━━ Information given

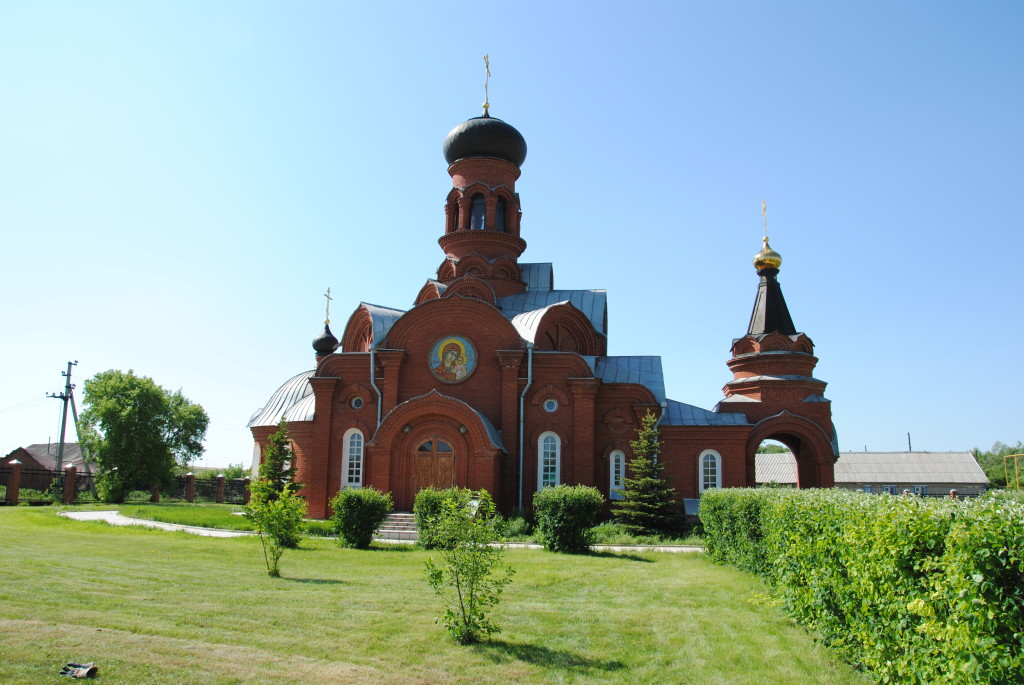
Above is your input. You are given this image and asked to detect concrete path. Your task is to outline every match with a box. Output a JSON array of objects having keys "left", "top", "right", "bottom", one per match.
[
  {"left": 60, "top": 510, "right": 256, "bottom": 538},
  {"left": 60, "top": 510, "right": 703, "bottom": 553}
]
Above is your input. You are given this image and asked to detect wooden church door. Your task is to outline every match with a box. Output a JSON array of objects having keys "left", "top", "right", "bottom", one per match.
[{"left": 413, "top": 437, "right": 455, "bottom": 496}]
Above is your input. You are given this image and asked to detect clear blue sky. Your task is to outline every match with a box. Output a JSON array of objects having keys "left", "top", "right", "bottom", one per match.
[{"left": 0, "top": 0, "right": 1024, "bottom": 466}]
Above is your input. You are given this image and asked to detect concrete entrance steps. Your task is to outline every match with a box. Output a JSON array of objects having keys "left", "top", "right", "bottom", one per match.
[{"left": 375, "top": 512, "right": 420, "bottom": 540}]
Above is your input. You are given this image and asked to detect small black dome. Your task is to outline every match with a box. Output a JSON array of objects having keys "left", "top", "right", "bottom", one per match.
[
  {"left": 443, "top": 115, "right": 526, "bottom": 167},
  {"left": 313, "top": 324, "right": 338, "bottom": 356}
]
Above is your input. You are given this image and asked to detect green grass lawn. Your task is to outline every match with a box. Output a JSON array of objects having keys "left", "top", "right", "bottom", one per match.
[{"left": 0, "top": 507, "right": 867, "bottom": 685}]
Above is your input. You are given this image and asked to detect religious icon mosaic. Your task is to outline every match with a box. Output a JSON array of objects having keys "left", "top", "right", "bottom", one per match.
[{"left": 430, "top": 336, "right": 476, "bottom": 383}]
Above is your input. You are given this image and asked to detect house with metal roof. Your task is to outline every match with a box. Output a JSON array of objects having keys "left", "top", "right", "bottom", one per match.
[
  {"left": 757, "top": 452, "right": 988, "bottom": 497},
  {"left": 249, "top": 108, "right": 839, "bottom": 516}
]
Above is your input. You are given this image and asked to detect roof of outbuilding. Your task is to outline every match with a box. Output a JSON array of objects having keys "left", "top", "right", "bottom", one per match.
[
  {"left": 756, "top": 452, "right": 988, "bottom": 485},
  {"left": 4, "top": 442, "right": 85, "bottom": 470}
]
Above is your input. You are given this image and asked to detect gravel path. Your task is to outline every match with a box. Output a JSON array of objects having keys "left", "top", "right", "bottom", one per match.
[{"left": 60, "top": 510, "right": 256, "bottom": 538}]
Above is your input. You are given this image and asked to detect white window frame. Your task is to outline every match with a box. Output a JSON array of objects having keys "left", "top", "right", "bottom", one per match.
[
  {"left": 608, "top": 449, "right": 626, "bottom": 501},
  {"left": 697, "top": 449, "right": 722, "bottom": 493},
  {"left": 341, "top": 428, "right": 367, "bottom": 489},
  {"left": 537, "top": 430, "right": 562, "bottom": 493}
]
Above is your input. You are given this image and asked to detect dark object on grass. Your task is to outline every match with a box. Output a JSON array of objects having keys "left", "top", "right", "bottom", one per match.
[{"left": 60, "top": 661, "right": 99, "bottom": 678}]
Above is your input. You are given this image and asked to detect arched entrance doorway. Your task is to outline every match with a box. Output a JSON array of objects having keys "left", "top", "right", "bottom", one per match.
[{"left": 413, "top": 436, "right": 456, "bottom": 497}]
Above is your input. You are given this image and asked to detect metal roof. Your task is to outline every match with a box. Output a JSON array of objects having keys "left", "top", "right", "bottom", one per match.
[
  {"left": 519, "top": 262, "right": 555, "bottom": 293},
  {"left": 246, "top": 371, "right": 314, "bottom": 428},
  {"left": 496, "top": 290, "right": 608, "bottom": 340},
  {"left": 756, "top": 452, "right": 988, "bottom": 485},
  {"left": 583, "top": 356, "right": 665, "bottom": 403},
  {"left": 360, "top": 302, "right": 406, "bottom": 347},
  {"left": 662, "top": 399, "right": 750, "bottom": 426}
]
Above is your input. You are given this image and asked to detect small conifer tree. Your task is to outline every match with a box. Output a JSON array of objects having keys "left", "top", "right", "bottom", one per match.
[{"left": 611, "top": 412, "right": 680, "bottom": 536}]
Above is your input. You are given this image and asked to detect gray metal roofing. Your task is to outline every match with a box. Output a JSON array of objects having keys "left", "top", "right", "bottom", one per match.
[
  {"left": 519, "top": 262, "right": 555, "bottom": 293},
  {"left": 583, "top": 356, "right": 665, "bottom": 403},
  {"left": 662, "top": 399, "right": 750, "bottom": 426},
  {"left": 246, "top": 371, "right": 314, "bottom": 428},
  {"left": 756, "top": 452, "right": 988, "bottom": 485},
  {"left": 362, "top": 302, "right": 406, "bottom": 347},
  {"left": 497, "top": 290, "right": 608, "bottom": 340}
]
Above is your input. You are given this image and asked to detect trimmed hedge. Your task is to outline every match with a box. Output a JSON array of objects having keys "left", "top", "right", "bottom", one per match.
[
  {"left": 700, "top": 488, "right": 1024, "bottom": 685},
  {"left": 534, "top": 485, "right": 604, "bottom": 553},
  {"left": 413, "top": 486, "right": 473, "bottom": 550},
  {"left": 331, "top": 486, "right": 393, "bottom": 550}
]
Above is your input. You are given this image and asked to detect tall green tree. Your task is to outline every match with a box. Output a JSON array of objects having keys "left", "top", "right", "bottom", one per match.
[
  {"left": 971, "top": 440, "right": 1024, "bottom": 488},
  {"left": 611, "top": 412, "right": 681, "bottom": 536},
  {"left": 246, "top": 419, "right": 306, "bottom": 548},
  {"left": 79, "top": 370, "right": 210, "bottom": 502}
]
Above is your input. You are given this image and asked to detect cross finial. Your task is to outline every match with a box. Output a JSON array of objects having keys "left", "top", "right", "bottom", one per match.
[
  {"left": 483, "top": 54, "right": 490, "bottom": 115},
  {"left": 761, "top": 198, "right": 768, "bottom": 243}
]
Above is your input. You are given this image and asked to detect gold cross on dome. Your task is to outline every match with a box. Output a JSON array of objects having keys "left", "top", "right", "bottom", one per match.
[
  {"left": 761, "top": 198, "right": 768, "bottom": 243},
  {"left": 483, "top": 54, "right": 490, "bottom": 114}
]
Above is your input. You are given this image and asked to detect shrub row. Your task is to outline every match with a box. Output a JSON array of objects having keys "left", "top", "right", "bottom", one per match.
[{"left": 700, "top": 488, "right": 1024, "bottom": 684}]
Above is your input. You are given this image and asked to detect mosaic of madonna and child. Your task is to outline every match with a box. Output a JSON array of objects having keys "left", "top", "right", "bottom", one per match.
[{"left": 430, "top": 336, "right": 476, "bottom": 383}]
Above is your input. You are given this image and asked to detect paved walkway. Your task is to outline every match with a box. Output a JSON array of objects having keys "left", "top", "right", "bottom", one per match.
[
  {"left": 60, "top": 510, "right": 703, "bottom": 553},
  {"left": 60, "top": 510, "right": 256, "bottom": 538}
]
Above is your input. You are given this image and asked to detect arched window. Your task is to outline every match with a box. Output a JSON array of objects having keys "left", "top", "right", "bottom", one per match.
[
  {"left": 495, "top": 198, "right": 506, "bottom": 233},
  {"left": 341, "top": 428, "right": 362, "bottom": 487},
  {"left": 608, "top": 449, "right": 626, "bottom": 500},
  {"left": 537, "top": 431, "right": 562, "bottom": 490},
  {"left": 697, "top": 449, "right": 722, "bottom": 493},
  {"left": 469, "top": 195, "right": 484, "bottom": 230}
]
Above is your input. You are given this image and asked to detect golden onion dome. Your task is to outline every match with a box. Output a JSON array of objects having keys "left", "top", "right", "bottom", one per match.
[{"left": 754, "top": 236, "right": 782, "bottom": 271}]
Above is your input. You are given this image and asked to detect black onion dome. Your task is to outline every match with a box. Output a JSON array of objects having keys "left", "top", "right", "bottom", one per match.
[
  {"left": 313, "top": 324, "right": 338, "bottom": 356},
  {"left": 443, "top": 115, "right": 526, "bottom": 167}
]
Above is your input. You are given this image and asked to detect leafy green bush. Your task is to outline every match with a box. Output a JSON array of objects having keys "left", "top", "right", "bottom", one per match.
[
  {"left": 331, "top": 486, "right": 393, "bottom": 550},
  {"left": 413, "top": 487, "right": 473, "bottom": 550},
  {"left": 426, "top": 490, "right": 514, "bottom": 644},
  {"left": 245, "top": 486, "right": 306, "bottom": 577},
  {"left": 534, "top": 485, "right": 604, "bottom": 553},
  {"left": 700, "top": 489, "right": 1024, "bottom": 685}
]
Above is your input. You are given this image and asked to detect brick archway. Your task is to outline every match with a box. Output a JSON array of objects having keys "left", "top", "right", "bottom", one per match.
[
  {"left": 745, "top": 412, "right": 838, "bottom": 488},
  {"left": 367, "top": 391, "right": 504, "bottom": 511}
]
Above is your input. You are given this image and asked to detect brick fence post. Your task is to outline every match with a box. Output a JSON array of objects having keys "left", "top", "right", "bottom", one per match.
[
  {"left": 63, "top": 464, "right": 78, "bottom": 504},
  {"left": 7, "top": 459, "right": 22, "bottom": 507}
]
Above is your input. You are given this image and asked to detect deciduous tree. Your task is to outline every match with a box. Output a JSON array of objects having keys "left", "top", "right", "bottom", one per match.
[{"left": 79, "top": 370, "right": 210, "bottom": 502}]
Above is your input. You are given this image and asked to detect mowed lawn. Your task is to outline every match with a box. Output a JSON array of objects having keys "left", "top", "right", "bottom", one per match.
[{"left": 0, "top": 507, "right": 868, "bottom": 685}]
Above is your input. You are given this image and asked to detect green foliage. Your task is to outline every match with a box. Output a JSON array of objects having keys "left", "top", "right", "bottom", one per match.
[
  {"left": 534, "top": 485, "right": 604, "bottom": 553},
  {"left": 972, "top": 440, "right": 1024, "bottom": 488},
  {"left": 700, "top": 489, "right": 1024, "bottom": 685},
  {"left": 331, "top": 486, "right": 393, "bottom": 550},
  {"left": 426, "top": 490, "right": 514, "bottom": 644},
  {"left": 79, "top": 370, "right": 210, "bottom": 502},
  {"left": 259, "top": 419, "right": 303, "bottom": 497},
  {"left": 611, "top": 412, "right": 682, "bottom": 536},
  {"left": 245, "top": 486, "right": 306, "bottom": 577},
  {"left": 413, "top": 487, "right": 473, "bottom": 550}
]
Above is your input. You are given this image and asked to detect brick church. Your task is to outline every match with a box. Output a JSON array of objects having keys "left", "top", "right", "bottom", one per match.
[{"left": 249, "top": 105, "right": 839, "bottom": 516}]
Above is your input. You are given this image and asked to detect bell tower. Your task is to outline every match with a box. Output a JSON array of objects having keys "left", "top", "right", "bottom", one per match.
[{"left": 718, "top": 204, "right": 839, "bottom": 487}]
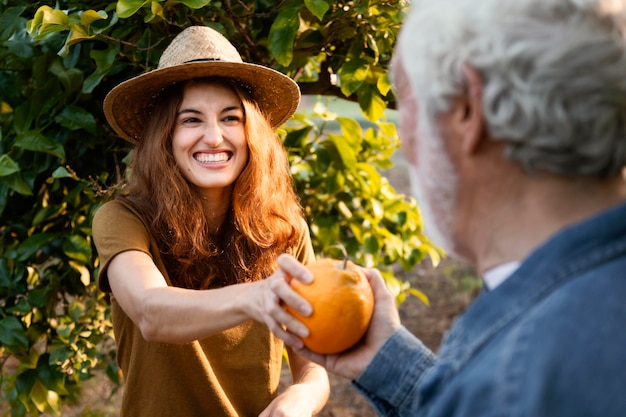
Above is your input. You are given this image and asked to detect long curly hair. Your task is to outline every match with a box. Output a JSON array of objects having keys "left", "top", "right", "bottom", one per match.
[{"left": 118, "top": 78, "right": 306, "bottom": 289}]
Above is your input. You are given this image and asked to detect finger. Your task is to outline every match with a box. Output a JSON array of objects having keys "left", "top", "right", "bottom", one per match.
[{"left": 270, "top": 272, "right": 313, "bottom": 317}]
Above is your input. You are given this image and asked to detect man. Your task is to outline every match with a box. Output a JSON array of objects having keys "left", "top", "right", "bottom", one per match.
[{"left": 272, "top": 0, "right": 626, "bottom": 417}]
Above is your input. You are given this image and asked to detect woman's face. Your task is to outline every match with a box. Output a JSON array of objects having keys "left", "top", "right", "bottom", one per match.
[{"left": 172, "top": 81, "right": 248, "bottom": 195}]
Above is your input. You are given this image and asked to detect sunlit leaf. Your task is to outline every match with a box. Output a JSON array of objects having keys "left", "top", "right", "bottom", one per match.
[
  {"left": 268, "top": 5, "right": 300, "bottom": 66},
  {"left": 0, "top": 316, "right": 28, "bottom": 349},
  {"left": 62, "top": 235, "right": 91, "bottom": 264},
  {"left": 80, "top": 10, "right": 109, "bottom": 28},
  {"left": 115, "top": 0, "right": 152, "bottom": 19},
  {"left": 0, "top": 154, "right": 20, "bottom": 177},
  {"left": 357, "top": 85, "right": 387, "bottom": 122},
  {"left": 407, "top": 288, "right": 430, "bottom": 305},
  {"left": 13, "top": 130, "right": 65, "bottom": 158},
  {"left": 339, "top": 58, "right": 370, "bottom": 97}
]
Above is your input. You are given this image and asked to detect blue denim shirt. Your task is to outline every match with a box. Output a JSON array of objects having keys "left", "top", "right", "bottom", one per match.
[{"left": 353, "top": 200, "right": 626, "bottom": 417}]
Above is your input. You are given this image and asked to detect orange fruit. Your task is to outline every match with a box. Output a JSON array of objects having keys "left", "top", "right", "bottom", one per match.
[{"left": 287, "top": 258, "right": 374, "bottom": 354}]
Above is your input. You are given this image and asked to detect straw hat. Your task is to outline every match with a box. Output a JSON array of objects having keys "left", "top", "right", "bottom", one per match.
[{"left": 104, "top": 26, "right": 300, "bottom": 143}]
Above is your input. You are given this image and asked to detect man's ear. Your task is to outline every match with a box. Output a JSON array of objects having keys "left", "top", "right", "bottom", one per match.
[{"left": 457, "top": 65, "right": 485, "bottom": 154}]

━━━━

• What is needed: Please return the data above word for word, beginning at the line that contains "to detect orange" and stopping after the last line of the data.

• Answer to this task:
Above is your input. You are given this image and asked to detect orange fruit. Your task is to outline every match with a box. Output a JSON array of objects having keys "left", "top", "right", "bottom", one per match.
[{"left": 287, "top": 258, "right": 374, "bottom": 354}]
Above is your input. You are given this image and asked to detect straw hat. Your task is to outline every match with a box. Output a JSON array of objects having keys "left", "top", "right", "bottom", one per match.
[{"left": 104, "top": 26, "right": 300, "bottom": 143}]
Above is your input. You are given this image and asked to detect man's ear. Your task is to outline every match with a box. Output a JSON array of objects having keys "left", "top", "right", "bottom", one per match.
[{"left": 457, "top": 65, "right": 485, "bottom": 154}]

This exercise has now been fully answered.